- _Exercise_: Only certain lines below are wanted: those starting at the line containing "# response lists one point per instance, each like pixel 72" and ending at the line containing "# response lists one point per instance, each like pixel 99", both included, each retyped exactly.

Records from a data collection:
== == ==

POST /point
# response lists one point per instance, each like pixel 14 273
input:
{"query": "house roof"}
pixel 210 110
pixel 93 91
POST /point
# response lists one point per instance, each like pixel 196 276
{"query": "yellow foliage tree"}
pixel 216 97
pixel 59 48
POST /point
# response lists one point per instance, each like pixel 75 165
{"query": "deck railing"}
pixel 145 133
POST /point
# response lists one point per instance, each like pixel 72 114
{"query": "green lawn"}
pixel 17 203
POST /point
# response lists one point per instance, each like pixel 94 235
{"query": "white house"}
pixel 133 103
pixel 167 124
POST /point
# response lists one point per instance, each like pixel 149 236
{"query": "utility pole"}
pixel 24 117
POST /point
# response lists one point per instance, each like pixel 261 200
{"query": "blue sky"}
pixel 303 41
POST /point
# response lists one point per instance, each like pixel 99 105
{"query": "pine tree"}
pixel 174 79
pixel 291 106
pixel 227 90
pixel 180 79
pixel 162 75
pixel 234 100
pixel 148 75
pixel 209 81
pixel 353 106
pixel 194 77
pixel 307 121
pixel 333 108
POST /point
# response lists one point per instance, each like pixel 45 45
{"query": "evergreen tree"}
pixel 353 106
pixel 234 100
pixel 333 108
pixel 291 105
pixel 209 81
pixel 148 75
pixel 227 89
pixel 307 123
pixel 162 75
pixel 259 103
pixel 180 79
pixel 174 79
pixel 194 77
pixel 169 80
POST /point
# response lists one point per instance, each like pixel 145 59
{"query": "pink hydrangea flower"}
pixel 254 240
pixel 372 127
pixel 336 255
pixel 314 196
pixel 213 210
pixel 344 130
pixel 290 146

== == ==

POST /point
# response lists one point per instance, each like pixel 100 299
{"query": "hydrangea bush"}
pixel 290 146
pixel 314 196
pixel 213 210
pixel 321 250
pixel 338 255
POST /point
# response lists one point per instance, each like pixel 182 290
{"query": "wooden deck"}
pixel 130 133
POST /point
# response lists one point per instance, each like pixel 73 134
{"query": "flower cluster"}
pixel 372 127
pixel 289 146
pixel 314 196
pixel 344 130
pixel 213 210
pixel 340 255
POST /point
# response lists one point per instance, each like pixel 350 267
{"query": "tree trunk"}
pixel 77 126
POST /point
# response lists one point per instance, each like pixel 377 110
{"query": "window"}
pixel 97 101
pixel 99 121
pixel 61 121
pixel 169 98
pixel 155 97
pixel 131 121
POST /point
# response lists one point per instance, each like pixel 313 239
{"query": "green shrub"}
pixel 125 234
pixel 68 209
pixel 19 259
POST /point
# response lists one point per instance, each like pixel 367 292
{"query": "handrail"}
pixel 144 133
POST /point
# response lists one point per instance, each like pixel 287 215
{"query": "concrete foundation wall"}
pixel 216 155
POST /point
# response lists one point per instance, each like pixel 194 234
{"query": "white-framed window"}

== == ==

- _Answer box_:
# response lists one point per instance, each like pixel 72 114
{"query": "green lawn"}
pixel 17 203
POST /point
# response lists one point per instance, each like pixel 94 235
{"query": "white house"}
pixel 133 103
pixel 167 124
POST /point
# response lists one point per instance, each like pixel 149 236
{"query": "utility pole"}
pixel 24 117
POST /point
# response lists one point per instance, each like pixel 261 200
{"query": "blue sky"}
pixel 303 41
POST /point
# response lists one point per instance, each like pixel 99 105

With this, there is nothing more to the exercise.